◆ **GIVEN INFORMATION**
○ ○ ○ ○
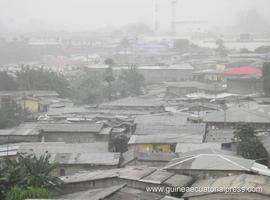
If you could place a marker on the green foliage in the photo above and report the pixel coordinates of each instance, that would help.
(7, 82)
(89, 88)
(92, 88)
(40, 79)
(17, 193)
(11, 114)
(249, 146)
(25, 172)
(266, 78)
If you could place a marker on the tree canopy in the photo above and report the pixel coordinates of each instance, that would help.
(266, 78)
(20, 176)
(249, 146)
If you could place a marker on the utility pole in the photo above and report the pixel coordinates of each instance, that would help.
(173, 17)
(156, 16)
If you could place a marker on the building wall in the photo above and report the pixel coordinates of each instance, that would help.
(73, 169)
(244, 86)
(73, 137)
(157, 75)
(4, 139)
(29, 105)
(150, 163)
(233, 125)
(153, 147)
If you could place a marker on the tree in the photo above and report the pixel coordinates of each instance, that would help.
(7, 82)
(249, 146)
(109, 61)
(40, 79)
(89, 89)
(28, 173)
(131, 82)
(109, 79)
(266, 78)
(11, 114)
(17, 193)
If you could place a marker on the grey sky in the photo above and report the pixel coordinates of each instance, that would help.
(90, 14)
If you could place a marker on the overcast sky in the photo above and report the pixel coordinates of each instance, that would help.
(91, 14)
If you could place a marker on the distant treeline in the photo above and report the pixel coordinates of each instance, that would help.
(87, 88)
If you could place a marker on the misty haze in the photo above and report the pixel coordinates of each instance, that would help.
(135, 99)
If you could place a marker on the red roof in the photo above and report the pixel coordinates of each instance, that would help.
(247, 70)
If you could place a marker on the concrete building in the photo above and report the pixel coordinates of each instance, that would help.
(74, 132)
(234, 115)
(211, 163)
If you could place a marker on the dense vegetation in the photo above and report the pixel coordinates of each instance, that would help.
(266, 78)
(91, 88)
(249, 146)
(11, 114)
(35, 79)
(28, 176)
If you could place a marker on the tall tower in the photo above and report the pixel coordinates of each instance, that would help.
(173, 17)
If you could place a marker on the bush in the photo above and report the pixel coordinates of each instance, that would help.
(17, 193)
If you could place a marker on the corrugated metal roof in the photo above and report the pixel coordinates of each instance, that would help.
(155, 129)
(71, 127)
(236, 114)
(23, 129)
(211, 162)
(132, 102)
(186, 147)
(243, 180)
(165, 139)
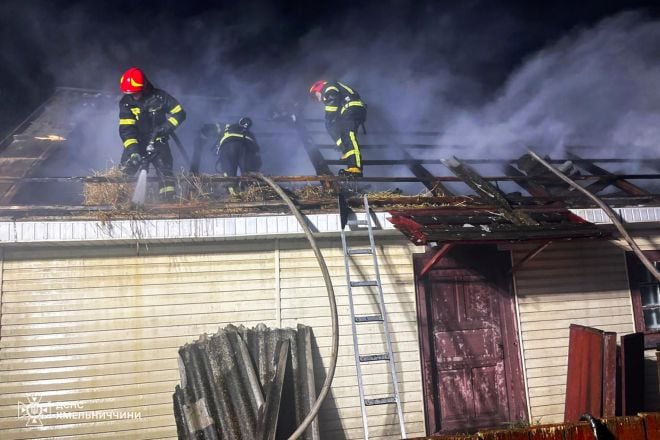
○ ○ ○ ○
◆ **EXERCISE**
Reproduce every item above word for word, leaving out the pictures.

◆ **EXERCISE RESPONSE**
If you could place a marker on the green foliage in the photo above and report the pixel coordinates of each instance, that would help.
(7, 82)
(89, 88)
(92, 88)
(40, 79)
(17, 193)
(11, 114)
(249, 146)
(25, 172)
(266, 78)
If you could place a marker on the tree canopy in the photo above and report the pixel coordinates of each instance, that would help.
(266, 78)
(20, 176)
(249, 146)
If you could place a marker on the utility pole in the photo above and report the pixel coordinates of each instance, that would help.
(173, 17)
(156, 16)
If you could place a marker on the building wall in the photo above and report the pixel coordinates of each instance, that would help.
(73, 169)
(244, 86)
(73, 137)
(157, 75)
(4, 139)
(29, 105)
(150, 163)
(233, 125)
(153, 147)
If you could place a marker on the tree in the photo above and report the pixel coordinates of each instance, that would help.
(7, 82)
(249, 146)
(109, 61)
(40, 79)
(89, 89)
(28, 173)
(131, 82)
(109, 79)
(266, 78)
(11, 114)
(17, 193)
If you could place a marker on the grey sky in the photo above and report the pixel coordinates of each instance, that would help.
(90, 14)
If you could place a marker on the overcast sky in the photo above and report the pixel coordinates of each instance, that would help.
(91, 14)
If you could place a marker on the distant treeline in the photo above and report the pixel coordinates of each instance, that would help.
(87, 88)
If you could place a marker on the misty haze in the photo above and report the pixel coordinates of each instance, that would help.
(135, 99)
If you could place a marker on the red roof in the photo above and report the pixel coordinates of each instance, that would help.
(247, 70)
If you could place a marker on the concrete building in the photo above and report the pixel coordinates of each instance, that would help.
(74, 132)
(234, 115)
(211, 163)
If you could place a marker on the dense vegetation in the photo above and report the pixel coordinates of each instance, that would help.
(266, 78)
(91, 88)
(249, 146)
(11, 114)
(35, 79)
(28, 176)
If you could place a marker on the tall tower in the photo above and report the pixel coordinates of each instance, that would help.
(173, 17)
If you could place a marker on the bush in the photo above and report the pixel coordinates of each instance, that would help.
(17, 193)
If you could place a marker on the corrugated metal roof in the photo above and report the pixel coordinates of each instance, that would help.
(155, 129)
(71, 127)
(236, 114)
(23, 129)
(211, 162)
(132, 102)
(186, 147)
(243, 180)
(165, 139)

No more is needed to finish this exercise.